▶ **Tugas dan Latihan**:
1. Jawab pertanyaan berikut berdasarkan teks tentang TTI.
(a) Siapa Manager TTI?
(b) Di mana Inti berbincang dengan detikFinance?
(c) Biaya apa saja yang tidak perlu dibayar pedagang?
2. Terjemahkan kalimat dari teks tentang TTI ini ke dalam bahasa Inggris: "Selain itu, harga yang murah juga dikarenakan bantuan dari pemerintah."

▶ **Kutipan Halaman**:
Menurut Manager TTI, Inti Pertiwi, hal yang membedakan TTI dengan pasar biasa adalah masalah harga. Sebab, semua barang yang di TTI di jual di bawah harga pasar.
"Kalau di sini lebih murah karena kita memotong rantai. Jadi langsung dari produsen ke TTI dan konsumen," ucap Inti saat berbincang dengan detikFinance di TTI Center, Jakarta, Minggu (15/10/2017).
![]() |
Ia menjelaskan, memotong rantai yang dimaksud adalah membawa produsen barang langsung ke TTI dan menjualnya ke konsumen. Sehingga, tidak ada kenaikan harga yang dilakukan jika melawati produsen, pengumpul, bandar hingga pengecer.
"Kalau di luar produsen biasanya ke pengumpul lalu ke bandar, ada bandar satu dan dua. Lalu ke pengecer dan akhirnya ke konsumen. Sedangkan kita nggak, langsung dari produsen di bawa ke sini," sambung Inti.
Selain itu, harga yang murah juga dikarenakan bantuan dari pemerintah. Misalnya untuk biaya listrik dan sewa, pedagang tidak perlu membayar alias diberikan gratis.

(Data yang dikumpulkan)

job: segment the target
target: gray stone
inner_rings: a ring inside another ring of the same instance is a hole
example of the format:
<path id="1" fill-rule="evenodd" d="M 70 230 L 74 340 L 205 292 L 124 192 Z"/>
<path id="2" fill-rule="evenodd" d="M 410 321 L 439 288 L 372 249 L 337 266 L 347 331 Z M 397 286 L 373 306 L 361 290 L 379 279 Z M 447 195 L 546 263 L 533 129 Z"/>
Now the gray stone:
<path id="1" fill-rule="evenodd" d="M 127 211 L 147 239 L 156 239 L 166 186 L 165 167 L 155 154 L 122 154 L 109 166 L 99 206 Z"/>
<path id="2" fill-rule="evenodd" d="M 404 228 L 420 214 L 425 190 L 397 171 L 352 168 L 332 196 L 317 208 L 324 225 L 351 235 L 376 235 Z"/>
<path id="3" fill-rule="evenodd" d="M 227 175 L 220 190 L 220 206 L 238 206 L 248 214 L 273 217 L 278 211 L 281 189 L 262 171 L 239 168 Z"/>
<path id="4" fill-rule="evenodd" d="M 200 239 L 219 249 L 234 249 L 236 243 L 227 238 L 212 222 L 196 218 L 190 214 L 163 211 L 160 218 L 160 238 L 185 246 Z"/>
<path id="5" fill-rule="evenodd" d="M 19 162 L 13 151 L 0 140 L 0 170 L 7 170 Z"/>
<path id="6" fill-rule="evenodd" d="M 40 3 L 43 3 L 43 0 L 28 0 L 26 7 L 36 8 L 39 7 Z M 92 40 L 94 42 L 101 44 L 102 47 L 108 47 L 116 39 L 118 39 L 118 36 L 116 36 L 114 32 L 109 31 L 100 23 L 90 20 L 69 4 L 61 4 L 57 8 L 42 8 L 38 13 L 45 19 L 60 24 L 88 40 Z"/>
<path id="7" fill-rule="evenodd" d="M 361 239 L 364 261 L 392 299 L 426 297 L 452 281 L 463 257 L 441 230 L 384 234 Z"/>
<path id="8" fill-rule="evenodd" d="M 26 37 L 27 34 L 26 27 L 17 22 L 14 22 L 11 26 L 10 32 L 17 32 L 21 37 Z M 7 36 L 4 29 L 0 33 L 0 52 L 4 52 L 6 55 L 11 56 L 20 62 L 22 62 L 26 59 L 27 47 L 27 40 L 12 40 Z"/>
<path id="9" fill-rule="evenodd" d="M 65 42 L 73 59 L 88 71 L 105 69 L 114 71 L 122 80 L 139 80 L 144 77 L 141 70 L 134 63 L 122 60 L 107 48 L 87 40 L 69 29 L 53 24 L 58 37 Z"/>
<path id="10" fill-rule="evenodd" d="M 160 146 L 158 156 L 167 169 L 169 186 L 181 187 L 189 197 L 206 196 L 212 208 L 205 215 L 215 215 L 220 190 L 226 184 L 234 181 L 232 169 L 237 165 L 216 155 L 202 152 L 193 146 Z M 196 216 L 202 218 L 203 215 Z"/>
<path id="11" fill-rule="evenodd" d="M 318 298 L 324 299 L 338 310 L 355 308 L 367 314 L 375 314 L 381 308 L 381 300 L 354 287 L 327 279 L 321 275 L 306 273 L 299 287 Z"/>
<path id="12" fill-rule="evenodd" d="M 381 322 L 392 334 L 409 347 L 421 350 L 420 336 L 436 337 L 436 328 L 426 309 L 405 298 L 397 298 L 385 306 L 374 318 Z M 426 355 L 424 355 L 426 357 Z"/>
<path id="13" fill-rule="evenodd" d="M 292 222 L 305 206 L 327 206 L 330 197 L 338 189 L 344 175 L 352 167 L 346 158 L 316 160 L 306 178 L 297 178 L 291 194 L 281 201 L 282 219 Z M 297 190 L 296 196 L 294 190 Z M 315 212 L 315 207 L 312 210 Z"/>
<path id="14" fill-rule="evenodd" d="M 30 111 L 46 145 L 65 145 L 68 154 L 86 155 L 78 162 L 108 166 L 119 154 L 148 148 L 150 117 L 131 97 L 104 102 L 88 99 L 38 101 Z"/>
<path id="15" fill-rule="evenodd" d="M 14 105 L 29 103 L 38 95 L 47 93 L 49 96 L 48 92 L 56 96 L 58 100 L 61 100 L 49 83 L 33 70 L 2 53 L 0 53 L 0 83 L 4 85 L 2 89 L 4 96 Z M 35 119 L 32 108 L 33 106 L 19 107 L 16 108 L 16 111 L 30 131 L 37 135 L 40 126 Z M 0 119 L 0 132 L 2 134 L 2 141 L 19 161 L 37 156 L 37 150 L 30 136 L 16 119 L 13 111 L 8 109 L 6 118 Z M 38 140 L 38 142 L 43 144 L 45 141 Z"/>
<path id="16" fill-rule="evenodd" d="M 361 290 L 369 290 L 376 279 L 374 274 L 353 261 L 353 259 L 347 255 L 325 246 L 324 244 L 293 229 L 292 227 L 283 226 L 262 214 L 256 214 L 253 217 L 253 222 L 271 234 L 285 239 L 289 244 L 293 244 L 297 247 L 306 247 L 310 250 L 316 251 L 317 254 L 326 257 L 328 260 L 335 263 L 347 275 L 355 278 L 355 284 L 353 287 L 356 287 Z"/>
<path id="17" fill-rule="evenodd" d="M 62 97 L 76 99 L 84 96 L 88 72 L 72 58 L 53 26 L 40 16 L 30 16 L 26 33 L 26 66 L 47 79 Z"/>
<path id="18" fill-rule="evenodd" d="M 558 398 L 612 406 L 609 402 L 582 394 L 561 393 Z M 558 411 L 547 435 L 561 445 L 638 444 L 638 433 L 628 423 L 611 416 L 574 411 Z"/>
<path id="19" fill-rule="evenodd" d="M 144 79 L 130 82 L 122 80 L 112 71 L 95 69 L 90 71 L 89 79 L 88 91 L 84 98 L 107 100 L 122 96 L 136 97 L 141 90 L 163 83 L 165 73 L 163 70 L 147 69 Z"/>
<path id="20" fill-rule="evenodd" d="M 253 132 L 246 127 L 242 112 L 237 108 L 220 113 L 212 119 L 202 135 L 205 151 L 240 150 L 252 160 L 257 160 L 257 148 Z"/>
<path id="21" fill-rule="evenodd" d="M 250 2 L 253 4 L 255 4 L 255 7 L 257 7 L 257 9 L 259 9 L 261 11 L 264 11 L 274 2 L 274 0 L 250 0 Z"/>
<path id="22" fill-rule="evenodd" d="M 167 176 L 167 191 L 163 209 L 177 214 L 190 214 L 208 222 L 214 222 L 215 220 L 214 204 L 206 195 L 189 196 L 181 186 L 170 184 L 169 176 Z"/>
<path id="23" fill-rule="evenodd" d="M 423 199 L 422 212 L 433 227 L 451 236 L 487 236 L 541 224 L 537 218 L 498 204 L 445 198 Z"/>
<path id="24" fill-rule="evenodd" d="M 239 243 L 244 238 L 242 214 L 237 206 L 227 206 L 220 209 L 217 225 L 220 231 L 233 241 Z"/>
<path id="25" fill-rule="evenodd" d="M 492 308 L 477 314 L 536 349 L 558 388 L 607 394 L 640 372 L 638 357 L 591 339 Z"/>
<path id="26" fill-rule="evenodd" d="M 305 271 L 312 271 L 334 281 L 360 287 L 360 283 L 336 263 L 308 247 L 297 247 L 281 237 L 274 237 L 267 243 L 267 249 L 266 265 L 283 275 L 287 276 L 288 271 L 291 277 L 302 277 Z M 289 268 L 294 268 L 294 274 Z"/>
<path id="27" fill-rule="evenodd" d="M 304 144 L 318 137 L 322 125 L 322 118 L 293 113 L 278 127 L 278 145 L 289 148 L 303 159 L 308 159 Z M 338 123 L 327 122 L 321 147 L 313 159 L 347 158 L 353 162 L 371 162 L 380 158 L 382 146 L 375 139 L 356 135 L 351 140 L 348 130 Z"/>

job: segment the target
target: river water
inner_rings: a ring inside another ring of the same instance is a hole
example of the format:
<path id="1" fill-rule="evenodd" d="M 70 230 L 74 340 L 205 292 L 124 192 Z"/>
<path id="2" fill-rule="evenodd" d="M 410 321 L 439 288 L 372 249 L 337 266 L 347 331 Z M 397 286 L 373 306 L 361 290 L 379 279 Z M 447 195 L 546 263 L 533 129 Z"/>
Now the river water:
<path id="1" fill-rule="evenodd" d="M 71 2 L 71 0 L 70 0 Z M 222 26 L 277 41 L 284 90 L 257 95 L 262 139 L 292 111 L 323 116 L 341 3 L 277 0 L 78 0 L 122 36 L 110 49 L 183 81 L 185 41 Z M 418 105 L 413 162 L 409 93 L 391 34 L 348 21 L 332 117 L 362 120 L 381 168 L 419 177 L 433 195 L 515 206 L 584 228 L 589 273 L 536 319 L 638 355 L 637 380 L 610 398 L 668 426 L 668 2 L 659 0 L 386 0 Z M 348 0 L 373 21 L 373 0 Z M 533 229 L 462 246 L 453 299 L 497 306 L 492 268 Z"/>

▶ **Jawaban Tiap Tugas**:
1.
(a) Inti Pertiwi.
(b) Di TTI Center, Jakarta.
(c) Biaya listrik dan sewa.

2. In addition, the low prices are also due to assistance from the government.